** Start of Supplied passage **
On Friday afternoon in New York, Benjamin Netanyahu stood before the green marble backdrop of the United Nations General Assembly and delivered a familiar speech. It was combative, defiant, well-written, and sprinkled with props.

He told the world that Israel “must finish the job” against Hamas, called out “weak-kneed leaders who appease evil,” and memorably said that “giving the Palestinians a state one mile from Jerusalem after October 7 is like giving al-Qaeda a state one mile from New York City after September 11.”

Three days later, the stage shifts from the UN’s cavernous hall to the Oval Office. The UN was theater; Washington is substance.

On Monday, Netanyahu will meet US President Donald Trump for the fourth time since Trump was sworn back into office in January. Hovering over the meeting is talk of a 21-point Trump plan – more a sketch circulating among aides than a published blueprint – a sweeping proposal that would end the Israel-Hamas War, free the hostages, and lay the foundations for what Trump’s aides are calling a “new reality” in the region.

For Netanyahu, the juxtaposition is telling. On Friday, he was isolated in the UN – a leader defiant but largely alone in the international community. On Monday, he will be embraced, sitting alongside the one ally whose backing matters most.

US President Donald Trump meets with Israeli Prime Minister Benjamin Netanyahu in the Oval Office at the White House in Washington, April 7, 2025.
US President Donald Trump meets with Israeli Prime Minister Benjamin Netanyahu in the Oval Office at the White House in Washington, April 7, 2025. (credit: KEVIN MOHATT/REUTERS)

Yet that embrace may come at a price. Trump is pressing for a deal, and Netanyahu may be asked to make concessions that he and his coalition will find difficult to swallow.
** End of Supplied passage **
### Work instructions
**a.** Retype the article on Netanyahu word for word, starting with "For Netanyahu, the" and going on through "backing matters most.".
**b.** In the article on Netanyahu, how many points does the Trump plan hovering over the Monday meeting have?
The material has no connection to the article on Netanyahu.
** Start of Data records **
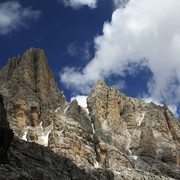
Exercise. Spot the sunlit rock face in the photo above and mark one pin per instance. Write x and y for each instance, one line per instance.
(30, 95)
(126, 136)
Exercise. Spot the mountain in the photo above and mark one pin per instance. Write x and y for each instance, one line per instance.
(115, 137)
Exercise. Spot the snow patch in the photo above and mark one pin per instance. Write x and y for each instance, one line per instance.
(116, 172)
(66, 109)
(86, 109)
(45, 137)
(142, 117)
(81, 99)
(130, 152)
(25, 136)
(57, 109)
(41, 125)
(134, 157)
(96, 164)
(93, 128)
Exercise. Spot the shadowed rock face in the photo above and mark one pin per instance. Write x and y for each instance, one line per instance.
(30, 92)
(6, 134)
(130, 138)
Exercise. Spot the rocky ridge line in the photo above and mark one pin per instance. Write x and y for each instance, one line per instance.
(111, 134)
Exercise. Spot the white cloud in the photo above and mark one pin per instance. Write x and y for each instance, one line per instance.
(78, 3)
(13, 16)
(120, 3)
(143, 29)
(75, 50)
(81, 100)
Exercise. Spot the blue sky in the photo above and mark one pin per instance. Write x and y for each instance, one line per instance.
(134, 46)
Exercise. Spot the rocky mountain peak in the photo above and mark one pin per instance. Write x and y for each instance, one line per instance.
(115, 137)
(30, 92)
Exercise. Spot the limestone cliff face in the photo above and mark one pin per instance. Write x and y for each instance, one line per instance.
(115, 137)
(30, 93)
(141, 135)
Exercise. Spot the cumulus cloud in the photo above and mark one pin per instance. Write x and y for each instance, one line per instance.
(81, 100)
(79, 3)
(143, 34)
(120, 3)
(13, 16)
(75, 50)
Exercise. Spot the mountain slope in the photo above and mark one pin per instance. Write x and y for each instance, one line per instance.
(124, 135)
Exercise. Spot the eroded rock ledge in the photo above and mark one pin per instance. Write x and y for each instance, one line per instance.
(116, 137)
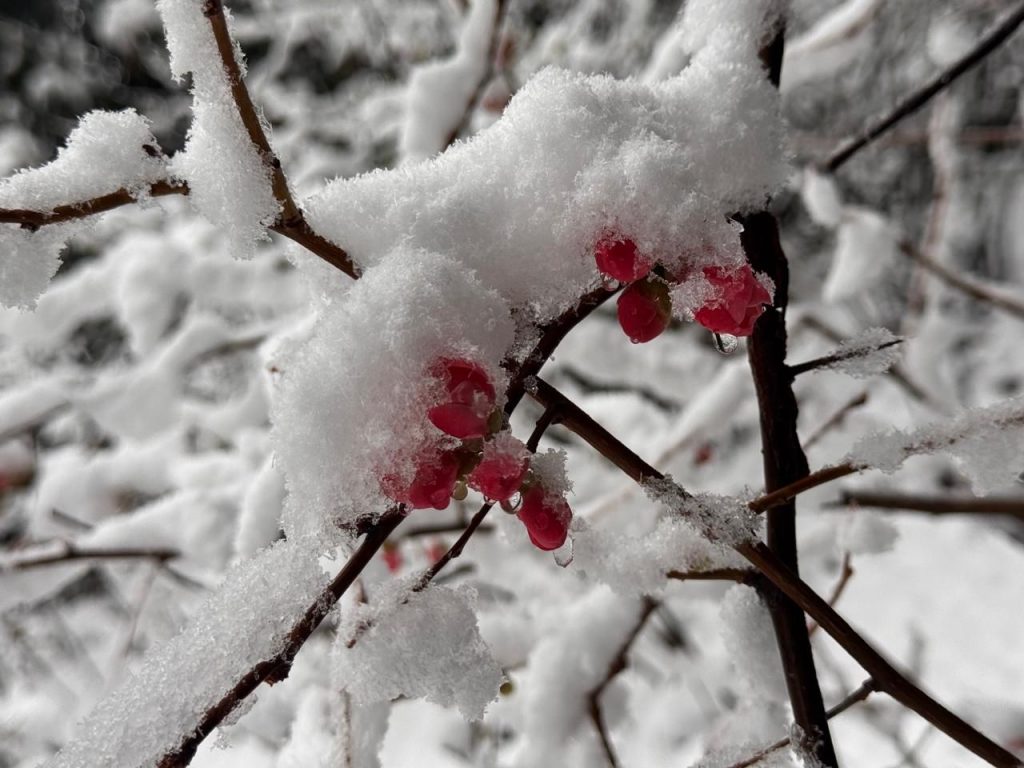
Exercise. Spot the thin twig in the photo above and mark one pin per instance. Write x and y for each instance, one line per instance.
** End of Data records **
### Full solutions
**a.**
For Netanyahu, the juxtaposition is telling. On Friday, he was isolated in the UN – a leader defiant but largely alone in the international community. On Monday, he will be embraced, sitting alongside the one ally whose backing matters most.

**b.** 21 points.